Provided passage:
---

The new US Administration has taken over with the conviction that they will “make America great again”. I really wish they will succeed because a strong US would be good for the world. Sadly, the odds of achieving that admirable objective are totally stacked against them. At the end of the next 4 years, there is a risk that this Administration will be more hated than any government since Carter and possibly even more disliked than Hoover.


Trump unlikely to reverse 100 years of mismanagement
The coming unhappiness with Trump and his team will not arise because of the actions they take. They will clearly do everything in their might to make America great again. But the probabilities are totally against them to achieve this goal. They are taking over power at a time when debt has grown exponentially since the 1970s. They are also assuming power of a country that has not achieved a proper budget surplus for well over half a century. Even worse, the US has not had a positive trade balance since the early 1970s. So here we have a country that has been living above its means for decades and has no real chance of changing this vicious circle. Trade wars and import taxes are unlikely to improve the situation.

The Federal debt is at $20 trillion and has been growing at the rate of 9% per year for the last 40 odd years. The forecast for the next four years is that the growth of the debt will accelerate. Total US debt is over $70 trillion or over 3.5x GDP. But that is just a fraction of the US liabilities. Unfunded liabilities are over $200 trillion. Add to that the real gross derivative position of US banks which probably at least $500 trillion.

The success of a president in the US is closely linked to the performance of the stock market. Therefore, the best chance for a president to be loved by the American people and being re-elected is for the stocks to go up. P/E’s on the S&P index is now at 70% above its historical mean – hardly a position from which it is likely to surge. Corporate borrowings have surged since the Great Financial Crisis started. In 2006 US corporate debt was just over $2 trillion. Today it is more than 3x as high at $7 trillion. At the same time cash as a percentage of corporate debt is declining and is now 27%. Within this massive increase in debt, there are major defaults looming in many areas like car loans, student loans and the fracking sector where potential write offs could be in the $ trillions.

US Corporate Debt has trebled since 2006



Too many have no or inadequate pension and no savings – a looming catastrophe
Another disaster which is guaranteed to happen in the US and the rest of the world is a pension crisis. Most people in the West have no or a minimal pension. Even for the ones who have proper pension plans, they are greatly underfunded.

It is estimated that US State and Local Government pensions are underfunded to the extent of $6 trillion. And this is after a long period of surging stocks and bonds. Imagine what will happen to these pensions when stocks and bonds collapse which is likely to happen in the next few years.

The table below shows that 80% of Americans aged 25-64 have zero or 1x earnings in pension savings. In the 55-64 year age group, 40% of the people have no pension savings and 60% have zero or 1x earnings. When the downturn hits the US, the majority of the US people will have no savings and no pension. This will create a crisis of unthinkable proportions. Many Americans will be without a home and without food since most people are only one pay check from bankruptcy.

The US Pension Crisis



The coming financial crisis will of course lead to unlimited money printing not just to help the American people but also to prop up a failing financial system as the defaults rise exponentially.

The impending catastrophe will not be limited to the United States but will affect the whole industrialised world. As the most indebted country in the world, the US will be hit very badly and the Trump Administration will be blamed. It is of course not their fault but the result of 100 years of mismanagement. Sadly though, the people in charge of the country will be blamed in spite of their efforts to save the situation.

---

Given records:
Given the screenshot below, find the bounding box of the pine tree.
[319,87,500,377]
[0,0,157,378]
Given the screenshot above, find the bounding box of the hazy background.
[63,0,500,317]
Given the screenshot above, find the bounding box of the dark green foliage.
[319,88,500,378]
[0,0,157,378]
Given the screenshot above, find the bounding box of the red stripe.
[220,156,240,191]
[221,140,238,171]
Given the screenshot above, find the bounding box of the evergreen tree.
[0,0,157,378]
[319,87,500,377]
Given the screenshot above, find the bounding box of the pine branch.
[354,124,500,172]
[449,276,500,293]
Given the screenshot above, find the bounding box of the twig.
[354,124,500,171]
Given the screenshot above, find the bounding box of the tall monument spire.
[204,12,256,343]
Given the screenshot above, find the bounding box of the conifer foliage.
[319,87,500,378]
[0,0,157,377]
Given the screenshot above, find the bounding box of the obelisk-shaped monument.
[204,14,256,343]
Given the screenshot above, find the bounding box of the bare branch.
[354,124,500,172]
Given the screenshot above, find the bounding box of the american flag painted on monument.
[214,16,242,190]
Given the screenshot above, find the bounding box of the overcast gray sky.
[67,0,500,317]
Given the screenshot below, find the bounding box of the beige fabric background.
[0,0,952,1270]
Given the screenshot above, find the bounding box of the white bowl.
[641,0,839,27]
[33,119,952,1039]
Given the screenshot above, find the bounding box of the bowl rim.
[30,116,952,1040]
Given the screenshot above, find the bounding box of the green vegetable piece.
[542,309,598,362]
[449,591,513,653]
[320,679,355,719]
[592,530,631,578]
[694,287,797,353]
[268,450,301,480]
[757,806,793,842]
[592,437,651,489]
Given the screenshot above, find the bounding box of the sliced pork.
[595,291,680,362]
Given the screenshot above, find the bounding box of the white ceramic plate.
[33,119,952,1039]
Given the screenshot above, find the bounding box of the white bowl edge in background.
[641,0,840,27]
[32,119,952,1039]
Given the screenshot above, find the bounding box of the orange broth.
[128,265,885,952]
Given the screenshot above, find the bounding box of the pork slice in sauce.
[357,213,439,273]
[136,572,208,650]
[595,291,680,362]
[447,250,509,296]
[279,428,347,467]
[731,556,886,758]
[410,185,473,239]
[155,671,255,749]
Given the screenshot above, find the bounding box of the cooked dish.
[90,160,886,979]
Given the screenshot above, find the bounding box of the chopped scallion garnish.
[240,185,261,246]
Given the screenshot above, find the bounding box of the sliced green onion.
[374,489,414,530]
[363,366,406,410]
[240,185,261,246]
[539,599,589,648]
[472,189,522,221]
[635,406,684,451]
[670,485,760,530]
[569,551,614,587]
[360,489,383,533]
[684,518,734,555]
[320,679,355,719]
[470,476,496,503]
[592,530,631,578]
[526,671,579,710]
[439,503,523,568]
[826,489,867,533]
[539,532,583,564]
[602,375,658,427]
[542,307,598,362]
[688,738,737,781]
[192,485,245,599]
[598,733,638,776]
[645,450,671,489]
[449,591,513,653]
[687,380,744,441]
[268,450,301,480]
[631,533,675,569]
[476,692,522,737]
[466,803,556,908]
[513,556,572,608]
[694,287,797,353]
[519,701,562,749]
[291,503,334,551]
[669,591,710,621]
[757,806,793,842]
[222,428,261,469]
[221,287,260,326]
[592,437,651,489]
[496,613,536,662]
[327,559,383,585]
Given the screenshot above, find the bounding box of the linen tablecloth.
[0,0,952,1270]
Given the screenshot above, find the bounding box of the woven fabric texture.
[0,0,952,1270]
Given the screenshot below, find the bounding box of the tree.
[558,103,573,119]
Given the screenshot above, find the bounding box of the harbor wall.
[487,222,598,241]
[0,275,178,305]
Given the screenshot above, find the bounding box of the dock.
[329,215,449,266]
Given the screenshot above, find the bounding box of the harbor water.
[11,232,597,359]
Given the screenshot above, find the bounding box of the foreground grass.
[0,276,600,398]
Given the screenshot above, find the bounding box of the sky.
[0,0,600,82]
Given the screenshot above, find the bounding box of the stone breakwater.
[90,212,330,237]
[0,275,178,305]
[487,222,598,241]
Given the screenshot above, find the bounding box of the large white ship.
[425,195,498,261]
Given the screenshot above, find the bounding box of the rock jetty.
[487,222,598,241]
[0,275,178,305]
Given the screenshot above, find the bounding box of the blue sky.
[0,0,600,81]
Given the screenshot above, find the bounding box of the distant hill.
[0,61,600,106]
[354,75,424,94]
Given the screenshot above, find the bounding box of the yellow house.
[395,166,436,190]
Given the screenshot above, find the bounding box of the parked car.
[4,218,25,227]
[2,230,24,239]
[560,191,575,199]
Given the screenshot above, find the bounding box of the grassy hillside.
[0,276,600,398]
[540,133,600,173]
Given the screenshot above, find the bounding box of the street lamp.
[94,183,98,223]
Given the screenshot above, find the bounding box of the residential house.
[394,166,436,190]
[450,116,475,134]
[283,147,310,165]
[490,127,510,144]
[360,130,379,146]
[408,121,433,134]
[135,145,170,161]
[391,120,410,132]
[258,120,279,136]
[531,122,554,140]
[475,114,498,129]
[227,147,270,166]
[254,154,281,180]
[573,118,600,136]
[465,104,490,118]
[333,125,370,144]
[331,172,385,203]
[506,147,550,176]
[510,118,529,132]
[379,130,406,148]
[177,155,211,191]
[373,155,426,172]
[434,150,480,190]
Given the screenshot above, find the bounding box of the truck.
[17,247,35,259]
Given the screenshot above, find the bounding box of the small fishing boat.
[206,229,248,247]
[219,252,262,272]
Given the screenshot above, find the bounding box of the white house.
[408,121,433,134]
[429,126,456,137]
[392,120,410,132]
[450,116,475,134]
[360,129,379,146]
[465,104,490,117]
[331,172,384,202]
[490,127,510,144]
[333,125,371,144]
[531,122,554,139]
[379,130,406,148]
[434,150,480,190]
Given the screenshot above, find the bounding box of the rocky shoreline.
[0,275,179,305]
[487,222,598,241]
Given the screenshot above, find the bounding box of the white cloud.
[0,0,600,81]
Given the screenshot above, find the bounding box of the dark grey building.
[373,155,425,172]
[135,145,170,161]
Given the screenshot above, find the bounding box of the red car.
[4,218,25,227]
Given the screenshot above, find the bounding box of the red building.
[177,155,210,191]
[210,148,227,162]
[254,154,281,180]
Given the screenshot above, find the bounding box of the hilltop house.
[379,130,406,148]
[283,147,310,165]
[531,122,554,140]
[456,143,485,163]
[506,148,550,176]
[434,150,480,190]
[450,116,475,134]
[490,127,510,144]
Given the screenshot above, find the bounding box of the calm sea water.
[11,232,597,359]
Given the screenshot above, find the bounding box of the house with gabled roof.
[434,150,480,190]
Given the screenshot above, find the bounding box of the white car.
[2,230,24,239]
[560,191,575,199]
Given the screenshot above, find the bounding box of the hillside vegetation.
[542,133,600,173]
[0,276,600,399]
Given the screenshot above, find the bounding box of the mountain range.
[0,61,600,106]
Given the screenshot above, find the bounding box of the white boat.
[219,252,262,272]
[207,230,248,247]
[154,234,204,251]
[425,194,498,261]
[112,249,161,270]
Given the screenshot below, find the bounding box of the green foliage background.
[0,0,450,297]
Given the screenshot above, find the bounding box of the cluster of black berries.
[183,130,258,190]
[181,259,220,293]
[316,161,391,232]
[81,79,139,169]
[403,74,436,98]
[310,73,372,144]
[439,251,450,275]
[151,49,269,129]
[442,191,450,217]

---

To-do list:
a – According to the commentary on US debt, by how much are US State and Local Government pensions estimated to be underfunded?
b – Continue the commentary on US debt from where it stops.
The records come from a different source than the commentary on US debt.

Answers in order:
a – They are estimated to be underfunded by $6 trillion.

b –
As the US economy crashes and money printing starts in earnest, the dollar will end its reign as the world’s reserve currency. Since Nixon ended the gold backing in 1971, the dollar has not deserved the status of reserve currency.

Trump realises that a weaker dollar would make American exports more competitive and also lead to US manufacturing coming back onshore rather than in China and Mexico. What he might not appreciate is that the strongest economies have the strongest currencies like Germany and Switzerland. A prospering economy has always gone hand in hand with a strong currency. Countries that continually devalue are without exception weak and badly managed economies.

The only money that has survived in history is not man made
And this is exactly what has happened to the US since the dollar lost its gold backing.

To measure currencies against each other never tells the whole story. Since all currencies are in a race to the bottom, the only correct way to measure the absolute performance of a currency is against a fixed value. Gold is the only money which has survived throughout history. And still gold is far from perfect, especially in recent times when the price has been kept down by a massive amount of paper gold issued by futures exchanges and banks. Once this paper gold market defaults, gold will go up by multiples of the current price.

So let’s have a look at how gold has performed against the only real or true money that has ever existed. The reason why gold is real money is because it is the only currency that nature has produced. Sadly, no money that man has produced has ever survived. The table below confirms history. In a short 45 years the best performing currency, the Swiss Franc has lost 87% against gold whilst the two worst ones the dollar and the pound have lost 97% and 98% respectively.



It is absolutely remarkable that the US and UK currencies in just under half a century have lost all but 3% and 2% of their value. The table above confirms that all the above currencies will reach their intrinsic value of ZERO in the next few years. Something that has fallen in value by 87-98% is guaranteed to complete the journey until it has lost 100%. Anyone betting against that would be certain to lose his bet. So it is not a question of if but only of when. I have been predicting for a while that the overvalued US dollar is the next currency to fall. Technically it looks like the coming dollar collapse could have started. Trumps statement that the dollar is too strong might be just the catalyst needed.

Bearing in mind that the world is now standing on the edge of the precipice, the next phase could happen very quickly. Because we are now looking at a situation when every major nation in the world has an insoluble debt crisis. This does not just include all Western countries but also China, Japan and most emerging market nations.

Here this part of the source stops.